- Exercise:
Repeat every line of the rows below without any changes, leaving out the pictures.

BEGIN Provided information

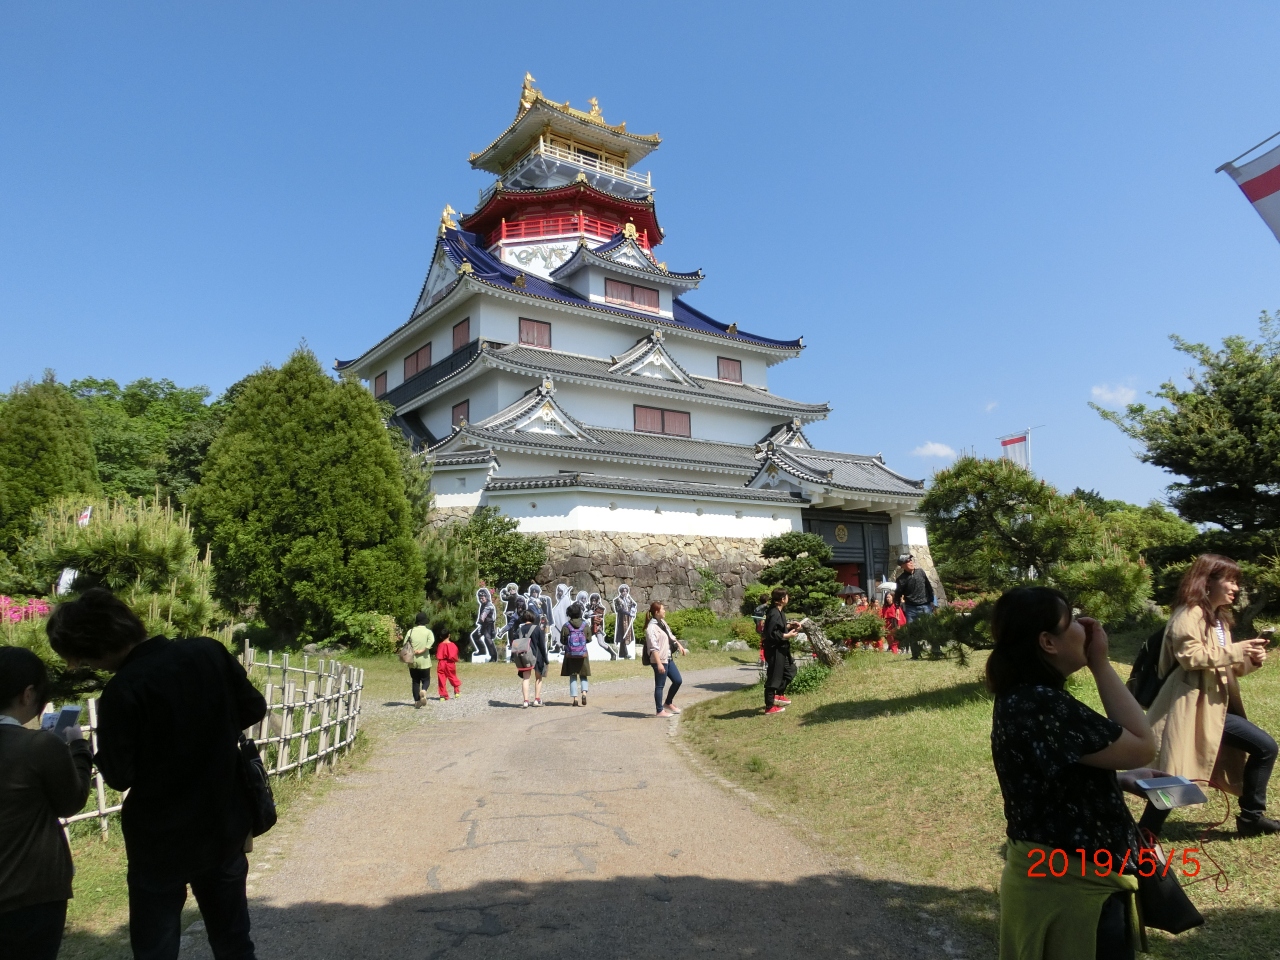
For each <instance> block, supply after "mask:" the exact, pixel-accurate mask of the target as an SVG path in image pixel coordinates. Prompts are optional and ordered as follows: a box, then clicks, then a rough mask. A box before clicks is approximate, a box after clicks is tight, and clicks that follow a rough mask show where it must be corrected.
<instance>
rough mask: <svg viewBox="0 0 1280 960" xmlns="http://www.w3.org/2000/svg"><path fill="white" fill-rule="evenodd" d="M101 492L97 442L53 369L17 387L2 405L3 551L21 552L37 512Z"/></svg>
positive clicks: (0, 476)
mask: <svg viewBox="0 0 1280 960" xmlns="http://www.w3.org/2000/svg"><path fill="white" fill-rule="evenodd" d="M99 489H100V485H99V480H97V462H96V461H95V458H93V438H92V436H91V434H90V430H88V425H87V424H86V421H84V415H83V412H81V408H79V406H78V404H77V403H76V401H74V398H72V394H70V393H69V392H68V389H67V388H65V387H63V385H61V384H60V383H58V380H55V379H54V372H52V371H51V370H46V371H45V379H44V380H41V381H40V383H31V381H29V380H28V381H27V383H23V384H18V385H17V387H15V388H14V389H13V393H10V394H9V398H8V399H6V401H5V403H4V406H0V550H6V552H10V553H12V552H14V550H17V549H18V547H19V545H20V544H22V541H23V539H26V538H27V535H28V534H29V532H31V530H32V525H31V524H32V520H31V512H32V509H33V508H36V507H42V506H44V504H46V503H49V502H50V500H52V499H54V498H56V497H60V495H63V494H84V495H93V494H96V493H99Z"/></svg>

END Provided information

- Exercise solution:
For each <instance> block, supply after "mask:" the exact, pixel-accurate mask of the target as an SVG path in image pixel coordinates. Prompts are optional and ordered as follows: a box, then clicks, then a rough mask. A box before clicks is approximate, a box after clicks is tight, and clicks that follow a rough mask show where it must be corrected.
<instance>
rough mask: <svg viewBox="0 0 1280 960" xmlns="http://www.w3.org/2000/svg"><path fill="white" fill-rule="evenodd" d="M101 492L97 442L53 369L17 387L2 405L3 551L21 552L37 512Z"/></svg>
positive clicks: (0, 476)
mask: <svg viewBox="0 0 1280 960" xmlns="http://www.w3.org/2000/svg"><path fill="white" fill-rule="evenodd" d="M99 489H100V485H99V480H97V462H96V461H95V458H93V438H92V436H91V434H90V430H88V425H87V424H86V421H84V415H83V412H81V408H79V406H78V404H77V403H76V401H74V398H72V394H70V393H69V392H68V389H67V388H65V387H63V385H61V384H60V383H58V380H55V379H54V372H52V371H51V370H46V371H45V379H44V380H41V381H40V383H31V381H29V380H28V381H27V383H23V384H18V385H17V387H15V388H14V389H13V393H10V394H9V398H8V399H6V401H5V403H4V406H0V550H6V552H10V553H12V552H14V550H17V549H18V547H19V545H20V544H22V541H23V539H26V538H27V535H28V534H29V532H31V530H32V525H31V524H32V520H31V512H32V509H33V508H36V507H42V506H44V504H46V503H49V502H50V500H52V499H54V498H56V497H60V495H63V494H84V495H93V494H96V493H99Z"/></svg>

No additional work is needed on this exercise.